Object position labeling items:
-*-

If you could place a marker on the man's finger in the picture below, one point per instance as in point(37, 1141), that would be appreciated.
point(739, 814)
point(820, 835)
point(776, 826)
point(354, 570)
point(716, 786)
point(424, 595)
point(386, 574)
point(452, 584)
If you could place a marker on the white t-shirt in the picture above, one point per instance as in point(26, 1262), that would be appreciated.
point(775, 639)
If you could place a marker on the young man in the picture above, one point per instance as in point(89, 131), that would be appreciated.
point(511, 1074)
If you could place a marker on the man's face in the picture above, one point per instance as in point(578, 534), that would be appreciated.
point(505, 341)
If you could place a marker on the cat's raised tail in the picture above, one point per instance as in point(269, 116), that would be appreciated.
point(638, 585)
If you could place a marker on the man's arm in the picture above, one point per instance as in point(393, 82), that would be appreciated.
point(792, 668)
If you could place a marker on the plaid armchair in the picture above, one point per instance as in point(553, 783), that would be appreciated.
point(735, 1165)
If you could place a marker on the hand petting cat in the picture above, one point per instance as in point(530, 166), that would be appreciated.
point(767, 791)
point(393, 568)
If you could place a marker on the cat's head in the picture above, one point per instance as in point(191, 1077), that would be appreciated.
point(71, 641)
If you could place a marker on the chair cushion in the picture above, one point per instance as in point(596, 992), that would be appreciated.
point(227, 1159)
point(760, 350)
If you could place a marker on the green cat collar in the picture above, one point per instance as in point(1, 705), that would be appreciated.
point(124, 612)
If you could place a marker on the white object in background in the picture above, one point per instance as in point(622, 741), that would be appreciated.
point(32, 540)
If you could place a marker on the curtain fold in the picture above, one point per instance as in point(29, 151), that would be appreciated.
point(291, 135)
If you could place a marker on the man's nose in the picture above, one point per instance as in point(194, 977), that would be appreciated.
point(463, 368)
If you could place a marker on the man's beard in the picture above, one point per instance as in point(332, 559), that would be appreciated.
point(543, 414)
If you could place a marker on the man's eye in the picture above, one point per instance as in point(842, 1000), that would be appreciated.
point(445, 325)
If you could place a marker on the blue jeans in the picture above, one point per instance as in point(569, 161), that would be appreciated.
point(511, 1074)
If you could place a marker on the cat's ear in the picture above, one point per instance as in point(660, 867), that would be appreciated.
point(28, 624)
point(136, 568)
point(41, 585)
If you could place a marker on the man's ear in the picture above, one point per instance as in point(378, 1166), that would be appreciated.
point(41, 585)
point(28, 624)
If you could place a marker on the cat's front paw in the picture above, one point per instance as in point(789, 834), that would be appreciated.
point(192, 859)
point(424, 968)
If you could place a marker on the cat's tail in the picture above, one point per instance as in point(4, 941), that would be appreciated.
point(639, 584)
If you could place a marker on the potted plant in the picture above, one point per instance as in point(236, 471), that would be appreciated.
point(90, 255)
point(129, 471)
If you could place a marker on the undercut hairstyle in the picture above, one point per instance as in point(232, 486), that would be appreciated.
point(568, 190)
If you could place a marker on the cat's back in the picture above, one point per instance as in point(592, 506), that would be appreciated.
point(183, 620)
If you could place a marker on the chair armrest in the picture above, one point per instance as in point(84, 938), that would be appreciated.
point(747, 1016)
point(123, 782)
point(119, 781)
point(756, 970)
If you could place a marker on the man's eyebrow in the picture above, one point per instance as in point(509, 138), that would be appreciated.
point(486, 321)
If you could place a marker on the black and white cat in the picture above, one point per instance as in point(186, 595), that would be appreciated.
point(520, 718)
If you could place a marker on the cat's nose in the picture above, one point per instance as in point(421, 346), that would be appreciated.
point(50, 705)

-*-

**Task prompt:**
Rescale the items from the line that has "If you could place a marker on the chair cushion" through the line that has "point(124, 612)", writing out every line, requests included, with each answer coordinate multiplied by 2.15 and rounded to a whole number, halves up. Leave the requests and their sample points unchanged, and give only these lines.

**Final answer:**
If you could place a marker on the chair cushion in the picture above, one point per instance as in point(596, 992), that would be appreciated.
point(488, 2492)
point(1634, 753)
If you could place a marker on the green cat collar in the picture above, one point per instance as in point(1, 705), that would be appreciated.
point(267, 1316)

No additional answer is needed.